### The problem:
Starting at the line that contains "Target: white venetian blind", restate each line word for word through the final line of the data, keeping both ends.

Records from a collection
##############################
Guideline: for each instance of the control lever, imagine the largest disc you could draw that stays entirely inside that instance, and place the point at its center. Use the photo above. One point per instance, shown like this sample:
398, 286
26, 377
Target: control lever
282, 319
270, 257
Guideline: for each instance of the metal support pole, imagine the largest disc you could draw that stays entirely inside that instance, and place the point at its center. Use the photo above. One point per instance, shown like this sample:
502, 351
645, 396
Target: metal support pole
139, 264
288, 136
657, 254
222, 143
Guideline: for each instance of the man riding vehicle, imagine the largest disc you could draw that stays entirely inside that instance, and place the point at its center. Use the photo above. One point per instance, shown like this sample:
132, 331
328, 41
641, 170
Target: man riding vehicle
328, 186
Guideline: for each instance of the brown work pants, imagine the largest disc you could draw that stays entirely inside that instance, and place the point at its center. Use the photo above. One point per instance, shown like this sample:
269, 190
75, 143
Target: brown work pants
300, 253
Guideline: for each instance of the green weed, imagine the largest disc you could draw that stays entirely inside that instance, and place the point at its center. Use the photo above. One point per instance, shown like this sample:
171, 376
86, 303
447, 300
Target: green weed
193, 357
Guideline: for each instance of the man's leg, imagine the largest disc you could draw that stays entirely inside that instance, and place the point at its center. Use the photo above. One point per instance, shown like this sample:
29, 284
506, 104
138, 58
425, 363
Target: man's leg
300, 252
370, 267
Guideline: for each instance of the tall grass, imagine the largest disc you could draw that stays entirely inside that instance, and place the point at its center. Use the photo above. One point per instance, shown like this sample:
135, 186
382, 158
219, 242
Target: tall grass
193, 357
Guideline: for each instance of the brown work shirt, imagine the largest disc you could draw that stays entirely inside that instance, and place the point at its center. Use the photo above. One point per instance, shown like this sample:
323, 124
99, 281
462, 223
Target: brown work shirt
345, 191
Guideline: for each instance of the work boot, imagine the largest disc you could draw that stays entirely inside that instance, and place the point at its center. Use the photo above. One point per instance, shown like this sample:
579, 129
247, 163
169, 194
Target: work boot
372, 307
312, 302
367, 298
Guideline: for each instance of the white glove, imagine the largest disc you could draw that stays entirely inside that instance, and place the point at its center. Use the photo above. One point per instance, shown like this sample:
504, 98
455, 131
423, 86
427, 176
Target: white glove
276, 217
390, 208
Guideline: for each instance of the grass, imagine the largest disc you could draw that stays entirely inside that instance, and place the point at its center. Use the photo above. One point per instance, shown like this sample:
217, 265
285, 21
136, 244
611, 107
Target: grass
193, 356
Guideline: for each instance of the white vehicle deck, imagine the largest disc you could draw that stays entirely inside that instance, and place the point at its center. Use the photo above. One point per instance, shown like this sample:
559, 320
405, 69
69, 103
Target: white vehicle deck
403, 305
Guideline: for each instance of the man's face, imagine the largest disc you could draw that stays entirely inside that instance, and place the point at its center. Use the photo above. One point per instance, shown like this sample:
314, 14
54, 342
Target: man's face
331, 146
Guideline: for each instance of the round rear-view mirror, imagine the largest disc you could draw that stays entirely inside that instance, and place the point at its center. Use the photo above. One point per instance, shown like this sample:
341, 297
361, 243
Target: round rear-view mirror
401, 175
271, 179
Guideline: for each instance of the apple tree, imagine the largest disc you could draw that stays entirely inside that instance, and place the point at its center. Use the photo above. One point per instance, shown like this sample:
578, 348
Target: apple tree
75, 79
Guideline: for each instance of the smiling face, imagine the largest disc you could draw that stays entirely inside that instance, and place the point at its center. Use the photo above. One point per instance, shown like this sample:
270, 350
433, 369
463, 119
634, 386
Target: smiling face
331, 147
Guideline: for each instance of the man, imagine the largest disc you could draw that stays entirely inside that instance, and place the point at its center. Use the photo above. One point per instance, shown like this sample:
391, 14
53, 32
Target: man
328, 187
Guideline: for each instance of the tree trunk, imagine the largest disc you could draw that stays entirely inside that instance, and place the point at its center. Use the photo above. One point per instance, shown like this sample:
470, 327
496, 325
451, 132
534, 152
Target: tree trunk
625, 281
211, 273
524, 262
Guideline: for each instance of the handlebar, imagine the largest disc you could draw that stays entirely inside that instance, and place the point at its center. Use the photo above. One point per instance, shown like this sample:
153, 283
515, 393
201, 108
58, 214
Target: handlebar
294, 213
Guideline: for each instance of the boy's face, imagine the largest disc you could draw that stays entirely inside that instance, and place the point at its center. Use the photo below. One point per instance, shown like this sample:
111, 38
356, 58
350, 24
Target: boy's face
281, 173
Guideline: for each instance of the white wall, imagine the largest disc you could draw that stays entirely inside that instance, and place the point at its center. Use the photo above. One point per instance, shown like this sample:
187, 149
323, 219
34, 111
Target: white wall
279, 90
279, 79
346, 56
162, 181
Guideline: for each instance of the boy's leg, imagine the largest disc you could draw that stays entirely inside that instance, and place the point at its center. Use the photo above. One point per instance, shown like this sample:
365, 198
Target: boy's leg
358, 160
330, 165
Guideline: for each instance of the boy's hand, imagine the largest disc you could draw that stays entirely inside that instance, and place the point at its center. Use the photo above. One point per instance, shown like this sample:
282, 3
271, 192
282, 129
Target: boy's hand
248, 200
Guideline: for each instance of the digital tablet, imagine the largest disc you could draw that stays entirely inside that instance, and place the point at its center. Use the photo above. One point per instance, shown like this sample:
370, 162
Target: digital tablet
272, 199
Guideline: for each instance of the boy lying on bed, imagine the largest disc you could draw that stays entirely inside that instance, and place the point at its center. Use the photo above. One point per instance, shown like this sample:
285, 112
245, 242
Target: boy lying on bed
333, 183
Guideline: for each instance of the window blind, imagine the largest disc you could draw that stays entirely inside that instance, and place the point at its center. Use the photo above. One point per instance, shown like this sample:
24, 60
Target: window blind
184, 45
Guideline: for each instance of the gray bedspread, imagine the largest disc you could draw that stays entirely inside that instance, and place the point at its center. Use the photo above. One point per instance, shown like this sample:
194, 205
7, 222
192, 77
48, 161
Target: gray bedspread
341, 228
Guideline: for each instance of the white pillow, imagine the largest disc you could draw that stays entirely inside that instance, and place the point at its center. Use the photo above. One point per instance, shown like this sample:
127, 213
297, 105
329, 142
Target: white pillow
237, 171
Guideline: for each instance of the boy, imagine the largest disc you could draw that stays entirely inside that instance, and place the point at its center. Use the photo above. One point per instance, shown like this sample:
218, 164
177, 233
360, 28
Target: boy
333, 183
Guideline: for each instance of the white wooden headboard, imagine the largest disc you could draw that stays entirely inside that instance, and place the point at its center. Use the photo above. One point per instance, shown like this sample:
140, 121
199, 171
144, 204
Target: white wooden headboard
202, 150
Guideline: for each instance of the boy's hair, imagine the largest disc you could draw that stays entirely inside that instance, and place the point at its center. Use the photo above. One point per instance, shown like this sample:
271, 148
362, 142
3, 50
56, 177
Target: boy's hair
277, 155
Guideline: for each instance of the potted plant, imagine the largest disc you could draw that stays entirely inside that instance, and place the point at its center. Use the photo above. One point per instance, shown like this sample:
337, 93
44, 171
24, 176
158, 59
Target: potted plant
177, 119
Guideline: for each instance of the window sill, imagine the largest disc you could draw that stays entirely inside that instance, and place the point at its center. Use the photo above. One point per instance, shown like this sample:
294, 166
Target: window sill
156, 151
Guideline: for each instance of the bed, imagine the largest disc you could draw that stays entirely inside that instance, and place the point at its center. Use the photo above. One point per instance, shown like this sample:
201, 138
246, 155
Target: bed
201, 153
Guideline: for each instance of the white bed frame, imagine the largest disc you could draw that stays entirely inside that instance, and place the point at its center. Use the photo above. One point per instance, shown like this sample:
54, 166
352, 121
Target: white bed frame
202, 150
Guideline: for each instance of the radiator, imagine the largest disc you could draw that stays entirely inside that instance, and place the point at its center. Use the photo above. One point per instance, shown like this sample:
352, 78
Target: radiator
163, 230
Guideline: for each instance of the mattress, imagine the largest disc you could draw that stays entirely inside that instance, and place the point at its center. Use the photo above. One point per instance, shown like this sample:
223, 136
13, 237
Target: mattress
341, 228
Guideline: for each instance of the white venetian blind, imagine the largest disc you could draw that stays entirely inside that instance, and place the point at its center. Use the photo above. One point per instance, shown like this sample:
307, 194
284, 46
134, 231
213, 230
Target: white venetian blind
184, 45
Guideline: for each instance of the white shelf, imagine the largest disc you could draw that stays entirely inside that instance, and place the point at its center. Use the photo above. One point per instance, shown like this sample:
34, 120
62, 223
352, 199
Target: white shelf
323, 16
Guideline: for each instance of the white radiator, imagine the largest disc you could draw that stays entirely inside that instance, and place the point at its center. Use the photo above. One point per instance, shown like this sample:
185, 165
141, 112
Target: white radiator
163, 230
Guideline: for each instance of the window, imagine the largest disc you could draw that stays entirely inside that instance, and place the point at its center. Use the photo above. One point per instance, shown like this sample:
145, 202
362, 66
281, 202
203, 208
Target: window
##############################
### Your solution:
Target: white venetian blind
184, 45
Guideline: for each instance of the white shelf, imagine the largest disc you could draw that stays entirely inside that instance, and place the point at its center. Use the photo above. One point per instance, shown like this sample:
34, 120
62, 223
352, 199
Target: white shelf
323, 16
Guideline: for each instance of the white radiator, imagine the largest disc you could draw that stays entirely inside that instance, and place the point at its center. Use the photo above. One point per instance, shown like this sample:
185, 165
141, 112
Target: white radiator
163, 230
Guideline: for each instance of the window, imagine the largest disc you could draw that stays entirely inside that instance, and place the point at its center. Use the photo above. One point per instance, shown like this sample:
145, 202
362, 66
281, 202
203, 208
Target: window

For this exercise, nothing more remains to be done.